- YOUR GOAL -
In the listing below, find the line with "positive clicks: (246, 147) (261, 139)" and the line with "box: [233, 101, 340, 174]". Repeat those two lines and all lines between them exactly.

- SUPPLIED MATERIAL -
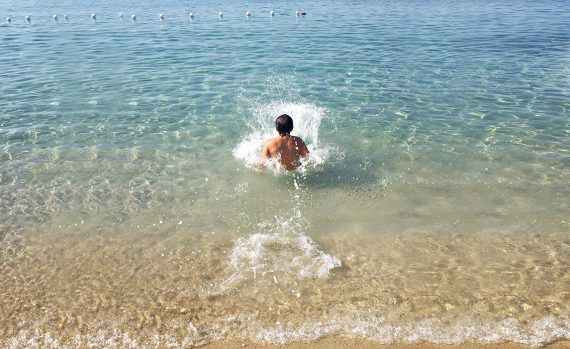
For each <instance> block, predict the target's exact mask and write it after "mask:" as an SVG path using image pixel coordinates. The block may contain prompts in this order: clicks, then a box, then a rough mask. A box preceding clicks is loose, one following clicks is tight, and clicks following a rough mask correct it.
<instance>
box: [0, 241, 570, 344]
mask: <svg viewBox="0 0 570 349" xmlns="http://www.w3.org/2000/svg"><path fill="white" fill-rule="evenodd" d="M569 239H570V236H569V235H568V234H565V233H563V234H544V235H531V234H519V235H512V234H511V235H505V234H503V235H501V234H479V235H473V234H471V235H461V234H455V235H447V234H445V235H435V234H431V235H430V234H423V235H422V234H408V235H406V234H403V235H393V236H388V235H383V236H369V235H356V234H353V235H350V236H326V235H323V236H316V237H314V240H311V239H310V238H309V237H308V236H298V235H295V236H287V235H272V234H267V235H252V236H243V237H241V238H239V239H236V237H235V236H234V237H230V236H223V235H219V234H216V235H211V234H197V233H191V234H189V233H187V232H185V231H183V230H181V231H174V232H170V233H160V234H155V235H152V234H150V235H146V234H137V233H133V234H118V235H104V234H92V235H83V234H77V235H73V234H59V235H58V234H43V235H33V234H8V235H7V236H5V238H4V239H3V240H2V241H1V245H0V247H1V249H0V261H1V263H0V285H1V286H0V323H1V324H2V326H0V346H3V347H10V348H14V349H15V348H26V349H28V348H30V347H37V348H43V347H46V346H53V345H56V347H60V346H67V347H69V348H81V347H85V346H90V347H93V348H99V347H106V345H107V344H105V343H114V344H113V345H112V347H116V348H123V347H125V348H126V347H133V346H134V347H137V348H162V347H167V346H168V345H172V346H174V347H198V346H203V345H207V344H208V345H210V346H209V347H211V348H230V347H235V346H234V345H235V344H239V345H240V346H241V342H239V341H238V342H228V343H225V342H223V341H225V340H230V341H231V340H235V339H239V340H241V339H243V340H250V341H252V343H274V344H285V345H287V346H286V347H290V348H297V347H301V346H300V345H304V344H300V343H303V342H305V341H306V342H309V344H308V345H309V346H307V348H313V347H315V348H319V347H323V348H324V347H328V346H329V345H338V346H337V347H347V348H351V347H362V348H385V347H390V346H382V345H381V344H384V345H386V344H391V343H395V344H397V343H409V342H412V343H414V342H432V343H446V344H457V343H464V342H473V343H501V342H505V341H513V342H517V343H523V344H527V345H533V346H538V345H544V344H547V343H550V342H553V341H556V340H561V339H568V338H569V337H570V319H569V318H568V315H569V314H570V298H569V297H570V292H568V283H569V282H570V268H569V265H568V261H569V260H570V240H569ZM299 241H302V242H303V244H300V243H299ZM336 259H338V261H340V265H336V264H335V263H336V262H335V261H336ZM323 271H326V273H323ZM347 337H348V338H351V339H345V338H347ZM321 338H326V339H321ZM360 339H369V340H372V342H367V341H361V340H360ZM30 343H35V344H34V345H33V346H31V344H30ZM252 343H249V344H248V343H246V345H250V346H252V347H255V346H256V345H258V344H252ZM295 343H297V344H295ZM336 343H338V344H336ZM477 345H479V344H477ZM556 345H559V346H553V348H562V347H564V345H567V342H561V344H556ZM560 345H561V346H560ZM107 347H108V346H107ZM269 347H271V346H269ZM406 347H410V348H416V347H417V348H424V347H422V346H403V348H406ZM460 347H463V346H460ZM479 347H481V348H483V347H482V346H474V347H473V348H479ZM523 347H524V346H521V348H523ZM393 348H399V347H398V346H396V347H393ZM425 348H429V346H428V347H425ZM457 348H459V347H457ZM512 348H517V346H512Z"/></svg>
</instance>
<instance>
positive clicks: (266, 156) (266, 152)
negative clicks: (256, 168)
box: [257, 142, 271, 169]
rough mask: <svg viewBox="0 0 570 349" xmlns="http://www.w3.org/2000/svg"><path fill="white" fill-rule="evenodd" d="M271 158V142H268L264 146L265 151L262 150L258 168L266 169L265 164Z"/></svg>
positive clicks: (264, 144) (264, 150) (263, 149)
mask: <svg viewBox="0 0 570 349" xmlns="http://www.w3.org/2000/svg"><path fill="white" fill-rule="evenodd" d="M270 157H271V151H270V150H269V142H266V143H265V144H264V145H263V149H262V150H261V157H260V159H259V164H258V165H257V167H258V168H260V169H262V168H264V167H265V162H266V161H267V159H269V158H270Z"/></svg>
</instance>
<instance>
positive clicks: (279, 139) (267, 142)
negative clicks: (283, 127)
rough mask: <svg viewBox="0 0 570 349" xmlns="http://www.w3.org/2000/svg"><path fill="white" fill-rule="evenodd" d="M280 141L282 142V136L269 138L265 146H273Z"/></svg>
mask: <svg viewBox="0 0 570 349" xmlns="http://www.w3.org/2000/svg"><path fill="white" fill-rule="evenodd" d="M279 142H280V137H273V138H269V139H268V140H266V141H265V143H264V146H265V147H271V146H274V145H276V144H279Z"/></svg>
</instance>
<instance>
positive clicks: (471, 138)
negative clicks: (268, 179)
mask: <svg viewBox="0 0 570 349" xmlns="http://www.w3.org/2000/svg"><path fill="white" fill-rule="evenodd" d="M567 5H568V4H567V3H566V2H564V1H560V2H555V3H551V2H524V3H516V4H515V3H506V4H505V3H502V2H492V1H491V2H478V1H476V2H473V3H466V2H463V1H455V2H451V3H449V2H440V1H430V2H427V3H426V2H413V1H412V2H390V1H386V2H368V1H358V2H355V3H353V4H343V3H340V2H335V1H322V2H321V1H319V2H312V3H291V4H272V3H269V2H264V1H263V2H256V3H242V2H237V3H233V2H232V3H224V2H222V3H220V4H219V5H215V6H214V5H210V4H196V5H194V6H187V5H184V4H183V3H180V2H175V1H169V2H164V3H162V4H160V5H155V4H153V3H150V2H145V3H142V4H139V3H128V2H126V3H121V4H115V3H112V2H108V3H106V2H103V3H100V4H96V3H93V4H85V5H84V4H77V3H74V2H68V3H64V4H61V5H59V6H55V5H53V4H51V3H47V2H46V3H36V2H19V3H18V4H11V3H3V4H2V5H1V7H0V13H2V14H3V15H5V16H10V17H11V18H12V22H11V23H7V22H6V23H3V24H2V27H1V28H2V32H1V33H2V34H1V35H2V51H3V54H2V56H1V58H0V67H1V71H2V75H1V79H2V80H1V83H0V89H1V91H0V94H1V95H2V103H1V104H0V108H1V113H2V117H1V121H0V122H1V124H0V127H1V129H0V130H1V131H0V134H1V135H0V136H1V139H2V149H1V158H0V159H1V161H2V164H1V171H2V186H1V190H2V203H1V204H2V207H3V209H2V212H3V213H2V215H3V216H4V217H3V220H4V221H6V222H9V223H8V227H9V228H10V229H12V228H15V227H17V228H24V229H25V228H28V227H29V225H30V224H32V221H34V220H38V219H39V220H41V221H48V220H50V218H51V217H53V216H54V215H58V214H61V213H62V212H63V213H65V211H67V210H71V209H73V210H77V209H79V210H80V211H81V214H83V215H84V216H85V217H92V216H93V215H94V214H96V212H99V210H100V209H102V208H103V209H104V208H105V207H113V211H115V212H116V211H125V212H133V211H141V210H144V209H146V208H147V207H149V206H155V205H160V204H165V205H170V203H171V202H172V200H174V202H176V203H178V204H181V203H182V202H183V201H184V200H185V199H186V198H188V197H189V196H191V195H192V194H193V193H194V192H198V193H196V194H197V195H199V196H203V197H211V196H215V195H218V194H219V195H218V196H220V195H221V196H224V194H227V193H228V192H230V191H233V190H234V189H235V187H236V185H239V184H242V182H248V181H258V180H261V181H263V180H266V179H259V178H257V177H255V175H254V174H252V173H250V172H251V171H249V172H248V171H247V170H246V169H245V168H244V166H243V165H242V163H240V161H236V159H235V158H234V157H233V156H232V150H233V149H234V148H235V147H236V145H237V144H239V142H240V141H241V140H242V139H243V138H244V137H246V136H247V135H248V134H249V133H251V132H252V129H255V127H258V126H257V125H258V124H256V120H255V118H254V117H253V116H252V115H254V114H256V113H259V112H260V111H261V112H265V113H267V114H268V113H269V112H274V114H275V113H276V112H281V110H268V109H267V108H266V106H267V105H268V104H270V103H272V102H287V103H293V104H305V105H306V106H307V108H311V107H314V108H321V109H322V111H320V112H319V115H318V116H317V117H318V118H319V119H321V118H322V123H320V124H319V125H318V127H320V130H319V137H320V139H319V141H320V142H321V144H324V145H326V146H329V147H333V148H335V149H337V150H338V152H337V153H338V154H342V160H339V161H336V160H337V159H338V158H339V156H332V158H331V159H329V160H328V161H327V162H326V163H325V164H324V168H323V169H322V171H316V172H317V173H311V174H310V175H309V176H308V177H309V178H307V179H306V181H307V183H308V184H307V186H308V187H309V188H312V189H315V190H320V189H321V188H325V189H326V188H331V187H332V188H335V189H337V188H340V189H341V190H346V191H348V192H353V191H355V190H357V189H358V188H360V187H363V186H370V185H374V184H376V183H377V182H378V181H381V182H382V181H383V183H389V185H388V187H396V185H397V184H401V183H403V185H405V186H408V185H412V186H414V185H418V184H419V185H423V186H429V187H449V186H452V187H454V186H457V187H459V189H458V192H461V191H462V189H461V188H464V187H467V186H469V185H475V186H486V187H487V188H490V192H494V191H495V190H501V188H504V187H505V186H514V187H516V188H517V189H515V190H528V189H529V188H530V187H533V186H539V187H541V188H547V189H552V191H553V194H552V195H553V197H550V198H549V200H553V201H554V203H555V205H552V206H549V210H551V211H556V212H557V216H560V217H561V216H564V215H567V214H568V210H567V209H568V206H567V204H568V202H567V200H566V198H567V196H568V186H567V183H568V178H569V177H568V163H569V160H568V159H569V132H570V131H569V130H570V127H569V123H570V121H569V120H570V119H569V118H568V108H569V107H570V105H569V103H568V100H569V98H568V93H569V92H568V91H569V84H570V80H569V73H570V70H569V66H570V64H569V63H570V57H569V50H570V35H569V34H568V31H567V30H565V28H566V25H567V23H568V20H569V18H570V11H568V10H567ZM275 6H276V7H275ZM297 8H299V9H301V8H302V10H303V11H306V12H307V13H308V15H307V16H305V17H296V16H295V10H296V9H297ZM246 10H250V11H252V13H253V16H252V17H251V18H250V19H247V18H246V17H245V15H244V13H245V11H246ZM269 10H274V11H275V12H276V13H277V15H276V16H275V17H270V16H269V15H268V12H269ZM218 11H224V12H225V17H224V18H223V20H220V19H219V18H218V15H217V13H218ZM93 12H95V13H97V19H96V21H93V20H92V19H91V16H90V14H91V13H93ZM119 12H124V18H123V19H121V18H119V16H118V13H119ZM189 12H193V13H195V18H194V19H193V20H191V19H190V18H189V17H188V13H189ZM159 13H165V20H164V21H160V20H159V18H158V14H159ZM53 14H59V21H57V22H56V21H54V20H53V19H52V15H53ZM64 14H68V16H69V21H65V20H64V19H63V17H64ZM131 14H136V15H137V20H136V22H134V21H132V20H131V18H130V17H131ZM26 15H30V16H32V19H31V22H30V23H26V21H25V20H24V18H25V16H26ZM263 108H265V109H263ZM321 114H322V115H321ZM274 116H275V115H267V120H270V119H272V118H273V117H274ZM267 125H270V121H268V122H267ZM267 125H265V126H266V127H267ZM313 141H314V140H313ZM338 154H337V155H338ZM238 171H240V172H239V174H238ZM244 172H246V173H244ZM207 177H210V179H211V180H214V181H215V185H209V186H208V188H209V189H208V188H202V187H204V181H205V178H207ZM212 177H213V178H212ZM210 183H212V182H210ZM481 183H483V184H481ZM212 186H214V187H216V186H217V187H219V188H212ZM191 188H195V189H196V188H201V189H203V191H202V192H200V191H199V190H193V189H191ZM312 189H311V190H312ZM266 190H273V187H272V186H271V185H269V186H267V187H266ZM280 190H281V191H283V190H284V188H281V189H280ZM395 190H396V189H395ZM540 190H542V189H540ZM540 190H537V192H538V191H540ZM204 191H207V192H204ZM474 195H477V194H474ZM537 195H538V194H537ZM226 196H227V195H226ZM525 196H526V198H525V200H528V202H527V204H528V205H529V206H532V205H533V204H540V205H541V206H542V203H539V202H536V203H533V202H532V199H533V196H534V193H532V192H531V193H529V195H525ZM219 199H220V197H218V200H219ZM228 200H229V199H228ZM228 200H226V201H228ZM507 200H508V199H507ZM230 201H231V200H230ZM480 201H484V202H488V200H486V199H485V198H482V199H481V200H480ZM266 204H267V203H266ZM227 205H228V206H231V205H232V203H231V202H228V203H227ZM268 205H270V204H268ZM403 205H405V206H407V205H408V203H404V204H403ZM226 207H227V206H226ZM346 209H348V210H350V207H347V208H346ZM557 210H558V211H557ZM183 214H184V213H176V215H178V216H180V215H183ZM370 214H374V212H370ZM178 216H177V217H174V218H173V220H176V219H178V218H180V217H178ZM129 217H130V216H129V215H128V214H127V215H126V216H125V217H118V216H117V217H113V218H114V219H117V220H125V219H129Z"/></svg>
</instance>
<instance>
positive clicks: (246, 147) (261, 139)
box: [233, 101, 340, 174]
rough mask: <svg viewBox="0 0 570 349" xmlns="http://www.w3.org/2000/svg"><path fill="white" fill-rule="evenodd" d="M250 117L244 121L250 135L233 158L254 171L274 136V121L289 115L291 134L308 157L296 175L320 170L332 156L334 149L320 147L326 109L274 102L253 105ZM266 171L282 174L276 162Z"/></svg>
mask: <svg viewBox="0 0 570 349" xmlns="http://www.w3.org/2000/svg"><path fill="white" fill-rule="evenodd" d="M252 104H253V108H252V109H253V110H252V113H251V115H252V117H251V119H249V120H247V121H246V122H247V125H248V127H249V133H248V134H247V135H246V136H244V137H243V138H242V140H241V142H240V143H239V144H238V145H237V146H236V147H235V148H234V150H233V155H234V157H235V158H236V159H238V160H240V161H242V162H243V163H244V165H245V166H246V167H248V168H250V169H257V166H258V164H259V161H260V154H261V149H262V148H263V144H264V142H265V141H266V140H267V139H269V138H271V137H275V136H276V135H277V132H276V131H275V126H274V125H275V118H276V117H277V116H279V115H281V114H289V115H290V116H291V117H292V118H293V122H294V128H293V132H292V134H293V135H295V136H299V137H301V138H302V139H303V140H304V141H305V143H306V144H307V147H308V148H309V156H308V157H307V159H305V160H303V161H302V162H301V166H300V167H299V168H298V169H297V172H306V171H307V170H309V169H316V168H319V167H321V166H322V165H323V164H325V162H326V161H327V160H328V159H329V158H331V156H332V155H333V154H335V153H340V152H339V151H338V149H337V148H335V147H331V146H323V145H321V144H319V130H320V127H321V123H322V121H323V120H324V119H325V117H326V110H325V109H324V108H322V107H319V106H317V105H314V104H311V103H293V102H284V101H273V102H270V103H268V104H259V103H252ZM267 168H268V169H269V170H270V171H272V172H273V173H275V174H279V173H284V172H286V171H283V169H282V167H281V166H280V165H279V164H278V163H277V162H276V161H273V162H271V161H270V162H269V166H267Z"/></svg>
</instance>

- RESULT BELOW -
positive clicks: (246, 147) (261, 139)
box: [233, 101, 340, 174]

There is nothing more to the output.